Required work
Say how many lines in the entries contain "railing", giving only the number.

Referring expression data
○ ○ ○ ○ ○ ○ ○
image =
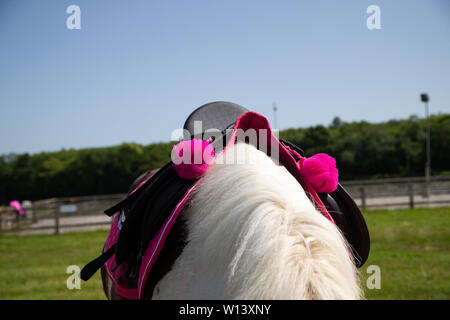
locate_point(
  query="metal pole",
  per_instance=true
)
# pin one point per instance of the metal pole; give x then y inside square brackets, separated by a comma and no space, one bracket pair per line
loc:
[428,164]
[275,114]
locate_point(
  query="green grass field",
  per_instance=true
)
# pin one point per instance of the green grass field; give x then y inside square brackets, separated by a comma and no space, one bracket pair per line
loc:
[411,247]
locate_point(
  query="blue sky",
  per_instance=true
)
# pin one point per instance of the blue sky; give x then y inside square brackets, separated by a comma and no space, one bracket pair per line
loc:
[136,69]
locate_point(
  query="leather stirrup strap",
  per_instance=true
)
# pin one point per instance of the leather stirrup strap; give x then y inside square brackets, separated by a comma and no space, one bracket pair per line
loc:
[91,268]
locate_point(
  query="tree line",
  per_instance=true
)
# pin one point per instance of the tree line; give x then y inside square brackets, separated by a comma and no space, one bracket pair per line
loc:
[362,150]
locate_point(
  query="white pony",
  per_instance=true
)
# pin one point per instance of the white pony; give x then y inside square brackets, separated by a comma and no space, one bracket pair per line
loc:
[253,233]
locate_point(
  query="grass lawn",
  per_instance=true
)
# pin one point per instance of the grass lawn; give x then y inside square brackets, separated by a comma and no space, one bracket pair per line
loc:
[411,247]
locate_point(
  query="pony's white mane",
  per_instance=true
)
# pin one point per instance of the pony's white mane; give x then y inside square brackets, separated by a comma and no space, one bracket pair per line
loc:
[254,234]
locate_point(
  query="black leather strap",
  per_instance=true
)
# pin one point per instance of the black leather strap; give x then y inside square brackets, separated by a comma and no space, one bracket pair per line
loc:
[91,268]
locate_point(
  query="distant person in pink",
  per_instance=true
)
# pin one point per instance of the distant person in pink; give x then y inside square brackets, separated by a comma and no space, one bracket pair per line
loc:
[16,205]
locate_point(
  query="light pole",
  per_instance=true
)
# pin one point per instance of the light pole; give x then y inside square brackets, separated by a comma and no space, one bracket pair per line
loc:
[275,114]
[425,99]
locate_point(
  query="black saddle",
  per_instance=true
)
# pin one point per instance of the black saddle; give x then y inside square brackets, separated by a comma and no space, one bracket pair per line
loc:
[144,211]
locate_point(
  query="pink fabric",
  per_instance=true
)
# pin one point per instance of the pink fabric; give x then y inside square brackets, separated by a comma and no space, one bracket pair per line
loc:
[320,170]
[192,158]
[256,121]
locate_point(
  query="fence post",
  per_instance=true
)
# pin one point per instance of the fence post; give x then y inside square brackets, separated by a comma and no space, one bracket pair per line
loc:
[363,197]
[411,195]
[34,212]
[56,211]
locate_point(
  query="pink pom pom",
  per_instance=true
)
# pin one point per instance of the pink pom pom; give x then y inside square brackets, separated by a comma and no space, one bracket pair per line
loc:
[320,170]
[192,158]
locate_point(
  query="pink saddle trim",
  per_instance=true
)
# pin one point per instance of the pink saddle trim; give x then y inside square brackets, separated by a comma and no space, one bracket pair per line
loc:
[248,120]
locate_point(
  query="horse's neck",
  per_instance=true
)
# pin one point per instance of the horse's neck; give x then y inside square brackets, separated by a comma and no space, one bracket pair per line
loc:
[254,234]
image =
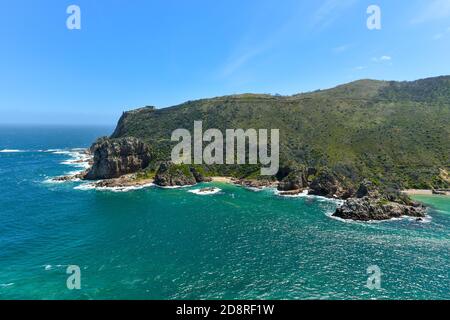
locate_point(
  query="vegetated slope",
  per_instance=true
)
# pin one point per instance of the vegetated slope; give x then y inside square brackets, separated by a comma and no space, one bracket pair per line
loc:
[390,132]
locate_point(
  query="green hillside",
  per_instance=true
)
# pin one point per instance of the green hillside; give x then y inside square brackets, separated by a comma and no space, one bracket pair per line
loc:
[395,133]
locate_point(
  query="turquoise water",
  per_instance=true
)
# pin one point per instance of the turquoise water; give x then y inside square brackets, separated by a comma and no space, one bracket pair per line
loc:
[172,244]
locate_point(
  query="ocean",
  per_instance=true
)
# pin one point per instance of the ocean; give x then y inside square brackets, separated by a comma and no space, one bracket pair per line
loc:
[155,243]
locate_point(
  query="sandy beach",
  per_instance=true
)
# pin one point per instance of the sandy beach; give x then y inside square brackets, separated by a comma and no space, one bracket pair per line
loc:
[423,192]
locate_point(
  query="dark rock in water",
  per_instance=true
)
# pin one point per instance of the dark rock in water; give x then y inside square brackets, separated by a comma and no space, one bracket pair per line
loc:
[295,180]
[254,184]
[116,157]
[172,175]
[291,193]
[366,209]
[199,177]
[70,178]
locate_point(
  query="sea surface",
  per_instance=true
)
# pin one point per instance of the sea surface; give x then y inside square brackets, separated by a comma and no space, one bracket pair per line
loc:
[158,243]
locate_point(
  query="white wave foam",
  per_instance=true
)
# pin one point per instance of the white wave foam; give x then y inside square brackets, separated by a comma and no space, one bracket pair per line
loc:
[5,285]
[426,219]
[300,195]
[174,187]
[11,151]
[52,181]
[205,192]
[92,186]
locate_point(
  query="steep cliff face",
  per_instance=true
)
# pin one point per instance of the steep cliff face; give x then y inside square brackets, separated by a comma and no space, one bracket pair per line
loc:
[116,157]
[172,175]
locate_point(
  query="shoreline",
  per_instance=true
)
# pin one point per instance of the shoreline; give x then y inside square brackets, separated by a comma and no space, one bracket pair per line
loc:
[222,180]
[423,192]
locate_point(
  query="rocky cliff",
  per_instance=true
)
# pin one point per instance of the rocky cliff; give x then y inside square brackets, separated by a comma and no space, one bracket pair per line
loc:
[369,203]
[172,175]
[116,157]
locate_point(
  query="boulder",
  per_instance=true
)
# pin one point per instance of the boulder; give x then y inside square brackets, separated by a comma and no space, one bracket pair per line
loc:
[296,180]
[367,209]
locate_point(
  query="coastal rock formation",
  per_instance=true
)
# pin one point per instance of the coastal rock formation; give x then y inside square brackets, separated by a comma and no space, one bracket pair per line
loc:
[296,180]
[366,209]
[327,184]
[116,157]
[254,183]
[198,176]
[172,175]
[371,204]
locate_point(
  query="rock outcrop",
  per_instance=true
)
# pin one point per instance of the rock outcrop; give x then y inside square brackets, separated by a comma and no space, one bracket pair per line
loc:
[173,175]
[117,157]
[254,183]
[372,204]
[366,209]
[295,180]
[327,184]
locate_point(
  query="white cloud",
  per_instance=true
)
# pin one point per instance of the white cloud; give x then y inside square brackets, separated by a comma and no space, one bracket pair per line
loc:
[433,10]
[342,48]
[329,11]
[382,58]
[441,35]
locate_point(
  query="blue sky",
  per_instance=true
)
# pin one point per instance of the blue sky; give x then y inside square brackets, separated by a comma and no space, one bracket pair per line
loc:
[134,53]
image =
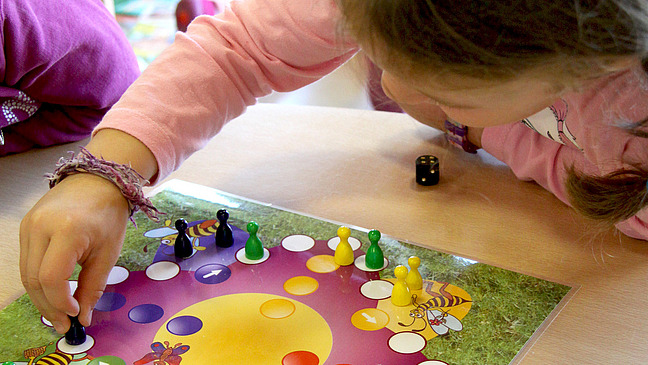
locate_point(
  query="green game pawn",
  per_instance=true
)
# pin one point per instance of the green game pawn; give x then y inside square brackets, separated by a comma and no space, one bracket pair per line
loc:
[374,258]
[253,246]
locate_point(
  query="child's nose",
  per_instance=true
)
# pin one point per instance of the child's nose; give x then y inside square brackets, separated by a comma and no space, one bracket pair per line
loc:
[398,91]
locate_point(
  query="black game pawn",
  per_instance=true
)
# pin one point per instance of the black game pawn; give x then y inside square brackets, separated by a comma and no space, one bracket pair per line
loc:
[75,336]
[427,170]
[182,247]
[224,231]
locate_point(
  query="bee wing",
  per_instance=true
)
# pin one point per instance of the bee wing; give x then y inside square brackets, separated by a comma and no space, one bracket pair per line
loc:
[440,329]
[173,360]
[180,350]
[146,359]
[158,347]
[160,232]
[453,323]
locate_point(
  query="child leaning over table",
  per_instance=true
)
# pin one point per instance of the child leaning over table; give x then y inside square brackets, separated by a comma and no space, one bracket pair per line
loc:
[63,65]
[570,71]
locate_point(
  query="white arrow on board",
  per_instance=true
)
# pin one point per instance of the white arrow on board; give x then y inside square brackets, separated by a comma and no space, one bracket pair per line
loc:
[369,318]
[212,273]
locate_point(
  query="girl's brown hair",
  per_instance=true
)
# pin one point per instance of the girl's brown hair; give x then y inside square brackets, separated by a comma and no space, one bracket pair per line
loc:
[499,39]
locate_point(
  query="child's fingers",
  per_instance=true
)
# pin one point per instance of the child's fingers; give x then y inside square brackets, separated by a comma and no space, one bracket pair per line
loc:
[32,254]
[56,267]
[92,282]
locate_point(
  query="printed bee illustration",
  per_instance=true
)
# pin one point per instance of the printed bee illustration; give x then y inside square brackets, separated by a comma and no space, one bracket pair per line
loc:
[442,322]
[54,357]
[163,354]
[431,312]
[168,233]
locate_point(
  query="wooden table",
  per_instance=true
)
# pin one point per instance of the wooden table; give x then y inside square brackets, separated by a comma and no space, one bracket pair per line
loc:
[357,167]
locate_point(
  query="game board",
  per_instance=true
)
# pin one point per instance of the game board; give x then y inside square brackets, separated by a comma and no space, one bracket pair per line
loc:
[295,306]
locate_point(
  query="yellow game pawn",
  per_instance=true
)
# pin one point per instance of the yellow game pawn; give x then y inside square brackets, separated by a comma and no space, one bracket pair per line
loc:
[414,279]
[401,295]
[343,251]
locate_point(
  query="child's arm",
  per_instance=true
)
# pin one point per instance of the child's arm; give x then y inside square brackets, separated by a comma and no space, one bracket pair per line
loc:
[70,59]
[222,65]
[207,77]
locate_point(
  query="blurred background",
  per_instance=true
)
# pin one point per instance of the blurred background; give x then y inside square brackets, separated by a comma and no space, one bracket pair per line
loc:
[150,26]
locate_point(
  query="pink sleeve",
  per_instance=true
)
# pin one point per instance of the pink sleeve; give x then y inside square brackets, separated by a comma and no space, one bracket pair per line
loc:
[531,156]
[209,75]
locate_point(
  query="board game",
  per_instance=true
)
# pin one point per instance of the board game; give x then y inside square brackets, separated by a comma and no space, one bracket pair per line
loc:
[293,306]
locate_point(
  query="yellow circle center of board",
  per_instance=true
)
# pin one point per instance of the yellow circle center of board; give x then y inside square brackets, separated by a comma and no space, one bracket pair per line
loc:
[251,328]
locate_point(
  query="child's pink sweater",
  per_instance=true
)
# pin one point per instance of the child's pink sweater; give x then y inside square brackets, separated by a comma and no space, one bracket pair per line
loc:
[222,64]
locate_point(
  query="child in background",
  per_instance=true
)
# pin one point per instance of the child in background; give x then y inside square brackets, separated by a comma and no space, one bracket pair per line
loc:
[64,64]
[545,86]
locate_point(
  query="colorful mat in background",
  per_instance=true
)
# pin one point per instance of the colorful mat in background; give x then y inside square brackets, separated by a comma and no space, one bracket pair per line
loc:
[150,26]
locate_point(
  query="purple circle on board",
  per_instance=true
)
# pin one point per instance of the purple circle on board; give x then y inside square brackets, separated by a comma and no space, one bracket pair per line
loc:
[145,313]
[213,273]
[184,325]
[110,302]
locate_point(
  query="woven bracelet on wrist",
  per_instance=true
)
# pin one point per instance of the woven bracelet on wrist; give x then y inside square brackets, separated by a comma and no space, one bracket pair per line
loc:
[124,177]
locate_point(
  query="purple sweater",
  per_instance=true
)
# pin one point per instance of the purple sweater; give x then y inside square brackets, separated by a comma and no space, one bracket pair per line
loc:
[63,65]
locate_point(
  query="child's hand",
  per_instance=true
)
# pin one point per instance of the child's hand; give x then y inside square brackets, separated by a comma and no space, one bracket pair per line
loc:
[81,220]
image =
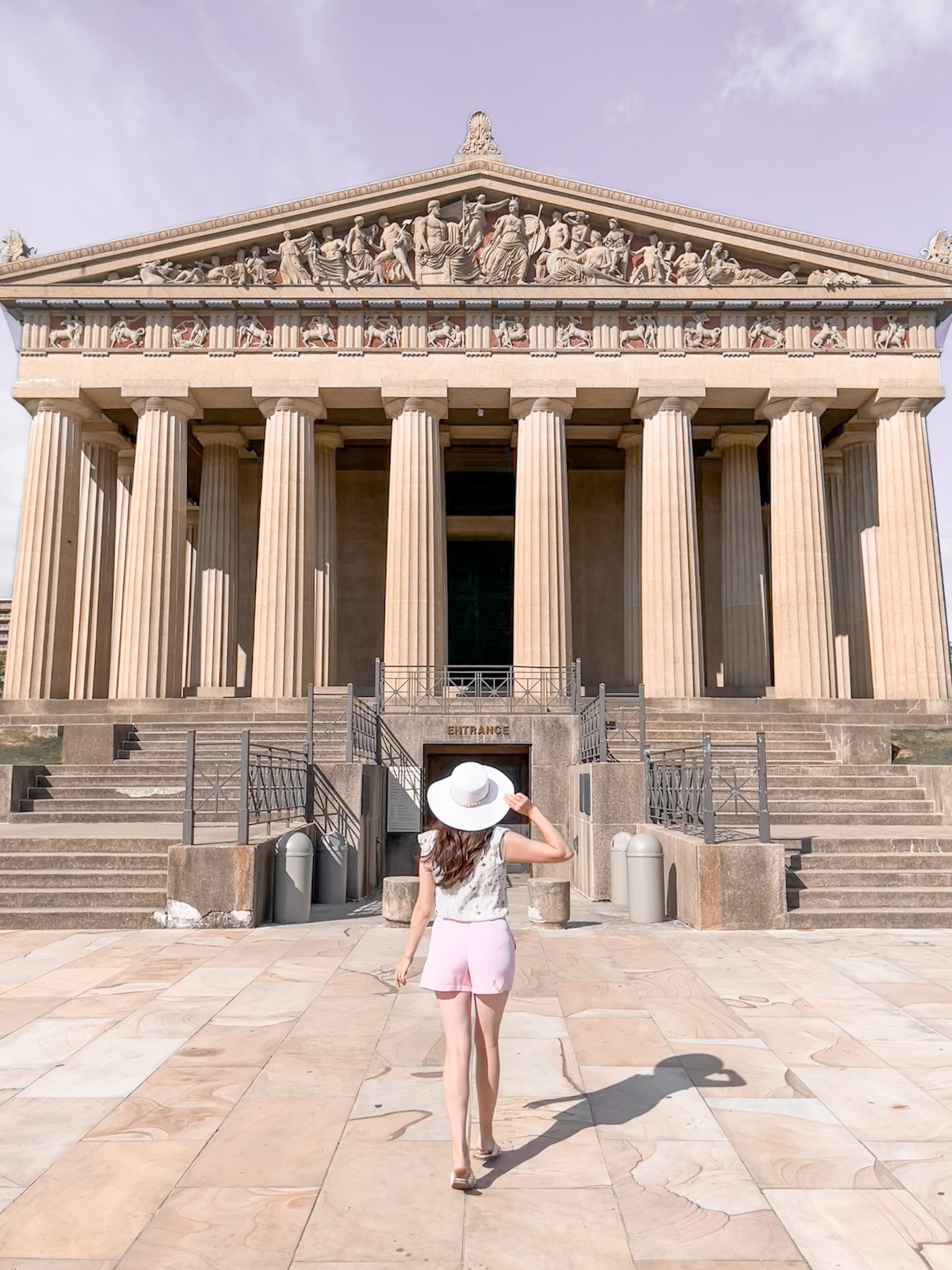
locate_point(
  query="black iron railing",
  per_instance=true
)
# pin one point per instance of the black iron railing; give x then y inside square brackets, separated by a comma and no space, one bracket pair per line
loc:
[602,722]
[718,797]
[478,689]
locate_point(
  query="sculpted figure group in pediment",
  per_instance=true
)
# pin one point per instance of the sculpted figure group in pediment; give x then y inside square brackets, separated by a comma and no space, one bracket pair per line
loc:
[474,241]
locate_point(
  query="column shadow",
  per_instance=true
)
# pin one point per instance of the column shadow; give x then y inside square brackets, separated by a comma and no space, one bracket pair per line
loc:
[616,1104]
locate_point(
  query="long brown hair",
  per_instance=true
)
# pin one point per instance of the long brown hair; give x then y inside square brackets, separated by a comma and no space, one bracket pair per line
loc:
[455,853]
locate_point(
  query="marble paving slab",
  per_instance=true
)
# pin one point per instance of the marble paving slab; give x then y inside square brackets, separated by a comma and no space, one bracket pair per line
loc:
[669,1100]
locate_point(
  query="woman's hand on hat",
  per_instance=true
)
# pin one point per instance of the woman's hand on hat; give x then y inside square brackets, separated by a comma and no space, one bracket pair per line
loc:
[519,804]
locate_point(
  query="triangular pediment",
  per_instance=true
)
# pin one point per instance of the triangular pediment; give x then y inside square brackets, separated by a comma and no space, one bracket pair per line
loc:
[374,239]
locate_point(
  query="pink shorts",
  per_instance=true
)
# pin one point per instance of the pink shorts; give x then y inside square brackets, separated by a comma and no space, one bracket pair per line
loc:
[470,957]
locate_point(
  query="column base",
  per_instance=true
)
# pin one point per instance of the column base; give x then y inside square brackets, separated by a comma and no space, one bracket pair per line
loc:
[219,694]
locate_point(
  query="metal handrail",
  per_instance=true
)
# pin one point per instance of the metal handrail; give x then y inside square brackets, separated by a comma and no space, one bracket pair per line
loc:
[511,689]
[697,791]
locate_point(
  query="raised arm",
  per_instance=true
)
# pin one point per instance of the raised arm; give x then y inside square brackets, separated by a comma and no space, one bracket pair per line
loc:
[526,851]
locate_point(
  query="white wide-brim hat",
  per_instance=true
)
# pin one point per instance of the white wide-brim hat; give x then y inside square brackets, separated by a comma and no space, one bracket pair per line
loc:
[471,798]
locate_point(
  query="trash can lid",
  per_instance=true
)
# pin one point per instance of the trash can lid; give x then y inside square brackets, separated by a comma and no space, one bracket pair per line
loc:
[295,843]
[644,845]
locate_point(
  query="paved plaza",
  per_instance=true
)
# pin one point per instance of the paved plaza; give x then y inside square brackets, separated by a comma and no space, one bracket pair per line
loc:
[671,1100]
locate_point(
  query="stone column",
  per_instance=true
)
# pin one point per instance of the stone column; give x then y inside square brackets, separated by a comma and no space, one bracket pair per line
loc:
[283,641]
[154,601]
[95,564]
[803,626]
[630,441]
[216,584]
[857,443]
[671,587]
[45,580]
[542,634]
[415,595]
[325,582]
[915,641]
[747,662]
[123,500]
[837,544]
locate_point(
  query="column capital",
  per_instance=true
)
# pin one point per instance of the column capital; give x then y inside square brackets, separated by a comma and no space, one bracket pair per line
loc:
[895,398]
[785,398]
[59,395]
[268,402]
[328,437]
[736,435]
[426,397]
[213,436]
[528,395]
[654,397]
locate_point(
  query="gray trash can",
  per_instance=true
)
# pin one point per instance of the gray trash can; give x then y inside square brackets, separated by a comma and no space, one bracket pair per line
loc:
[619,869]
[645,868]
[332,869]
[294,870]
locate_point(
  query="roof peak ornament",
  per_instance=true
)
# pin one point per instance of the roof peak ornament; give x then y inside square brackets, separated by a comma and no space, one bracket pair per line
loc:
[479,140]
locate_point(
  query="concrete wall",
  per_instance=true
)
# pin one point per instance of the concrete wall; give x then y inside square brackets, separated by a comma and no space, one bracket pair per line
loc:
[597,549]
[362,557]
[724,886]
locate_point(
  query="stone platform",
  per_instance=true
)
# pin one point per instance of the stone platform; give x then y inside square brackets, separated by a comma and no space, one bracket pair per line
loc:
[671,1100]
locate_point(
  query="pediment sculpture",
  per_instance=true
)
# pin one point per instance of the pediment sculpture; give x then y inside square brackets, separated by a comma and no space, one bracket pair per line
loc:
[485,242]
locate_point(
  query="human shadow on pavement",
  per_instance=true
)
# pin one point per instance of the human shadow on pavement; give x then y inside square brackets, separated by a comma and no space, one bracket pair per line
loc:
[615,1104]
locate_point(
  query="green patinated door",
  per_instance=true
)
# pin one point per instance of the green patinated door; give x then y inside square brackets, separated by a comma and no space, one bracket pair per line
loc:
[480,591]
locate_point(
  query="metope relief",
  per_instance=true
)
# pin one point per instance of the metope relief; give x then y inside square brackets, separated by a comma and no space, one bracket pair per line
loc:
[487,243]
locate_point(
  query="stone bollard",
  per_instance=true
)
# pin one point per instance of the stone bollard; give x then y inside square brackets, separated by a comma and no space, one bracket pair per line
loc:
[399,900]
[550,905]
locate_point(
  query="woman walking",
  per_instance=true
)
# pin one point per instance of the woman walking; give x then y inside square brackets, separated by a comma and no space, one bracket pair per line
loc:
[472,954]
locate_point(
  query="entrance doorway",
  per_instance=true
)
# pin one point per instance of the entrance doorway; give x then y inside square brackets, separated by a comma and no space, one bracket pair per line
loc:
[480,602]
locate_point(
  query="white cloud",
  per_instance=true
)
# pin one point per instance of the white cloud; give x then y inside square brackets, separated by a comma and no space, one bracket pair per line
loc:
[838,45]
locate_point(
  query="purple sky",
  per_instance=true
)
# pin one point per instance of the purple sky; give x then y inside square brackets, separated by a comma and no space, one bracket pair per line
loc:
[826,116]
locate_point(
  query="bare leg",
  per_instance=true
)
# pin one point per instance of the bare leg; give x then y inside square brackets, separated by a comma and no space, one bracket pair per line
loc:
[456,1013]
[489,1016]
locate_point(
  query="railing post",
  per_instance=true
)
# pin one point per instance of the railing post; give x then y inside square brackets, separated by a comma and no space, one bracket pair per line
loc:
[309,758]
[707,789]
[244,790]
[763,810]
[188,815]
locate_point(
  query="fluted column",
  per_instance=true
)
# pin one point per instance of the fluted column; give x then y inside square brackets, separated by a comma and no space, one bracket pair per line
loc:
[747,660]
[857,443]
[630,441]
[803,625]
[915,642]
[327,442]
[218,563]
[671,590]
[541,584]
[123,500]
[837,548]
[95,564]
[152,611]
[45,580]
[415,595]
[283,641]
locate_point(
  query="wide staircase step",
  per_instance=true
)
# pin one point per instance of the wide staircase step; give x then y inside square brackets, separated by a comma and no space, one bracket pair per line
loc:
○ ○ ○ ○ ○ ○ ○
Result below
4